_Work task_: Reproduce only the lines from the line containing "Target: mountain range" to the end of the entries below, including both of those lines.

---

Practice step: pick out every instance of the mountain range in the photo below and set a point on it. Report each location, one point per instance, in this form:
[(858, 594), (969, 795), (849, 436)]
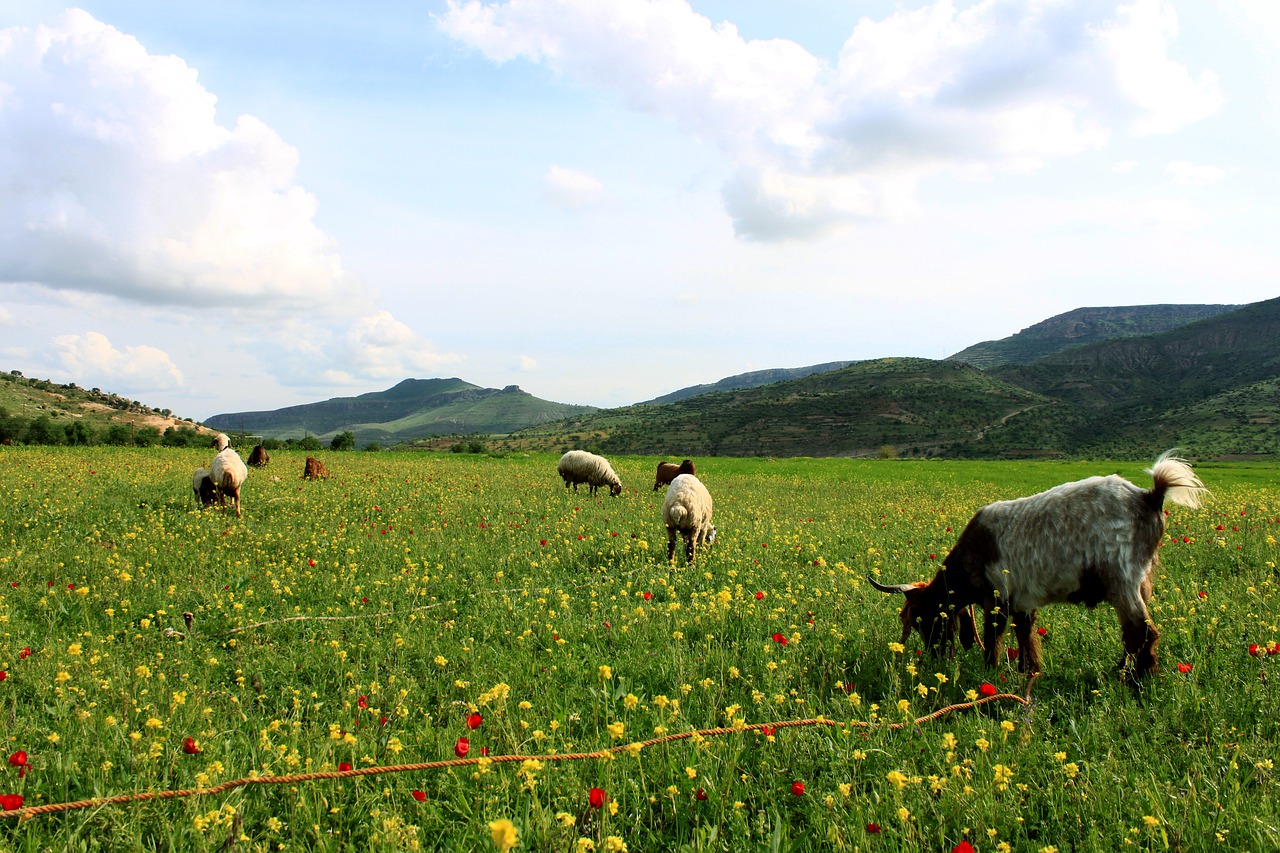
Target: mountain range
[(1100, 381)]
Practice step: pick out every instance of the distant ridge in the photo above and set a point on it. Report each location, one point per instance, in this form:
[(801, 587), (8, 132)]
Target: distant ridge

---

_Task result_:
Target: mountain range
[(1100, 381)]
Practice step: pick out every instance of the distant ridge in the photo above and set a point on it. Report each location, one point per instance, in this form:
[(801, 587), (8, 132)]
Target: distant ridge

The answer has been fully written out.